··· The records ···

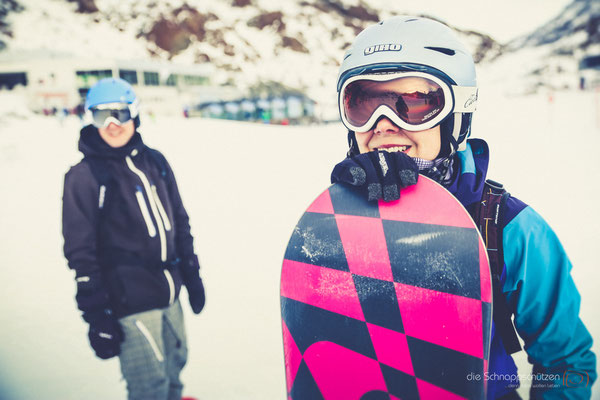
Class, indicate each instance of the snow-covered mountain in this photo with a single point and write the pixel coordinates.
(297, 43)
(549, 56)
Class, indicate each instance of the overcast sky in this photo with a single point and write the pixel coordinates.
(503, 20)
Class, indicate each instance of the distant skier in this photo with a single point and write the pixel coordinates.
(127, 237)
(406, 94)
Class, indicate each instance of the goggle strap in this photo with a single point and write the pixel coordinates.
(456, 129)
(108, 120)
(465, 98)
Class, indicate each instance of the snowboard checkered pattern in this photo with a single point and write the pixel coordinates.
(386, 301)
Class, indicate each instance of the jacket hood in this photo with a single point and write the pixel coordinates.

···

◆ **Work request**
Everything in the listing above except the pictures should be duplicated exactly.

◆ **Exercise result**
Class, indicate each instance of the snow-covered mountain in this photo with a single point and write the pixel coordinates.
(297, 43)
(549, 56)
Class, indicate each instance of the overcast sky in this photo with a single point and write the pixel coordinates.
(503, 20)
Class, indicate each instance of the distant skier in this photo with a single point and write the pixel coordinates.
(127, 237)
(406, 94)
Class, indicate each instance of the goggle strap in this photo with a single point and write the pixel coordinates.
(456, 129)
(108, 120)
(465, 98)
Class, indicate each instance of the snowboard checkered pattern in this photo with a single point and write the pixel coordinates.
(386, 301)
Class, indicate each instance of the jacket hood in this photo with a single point and write the pixel coordinates.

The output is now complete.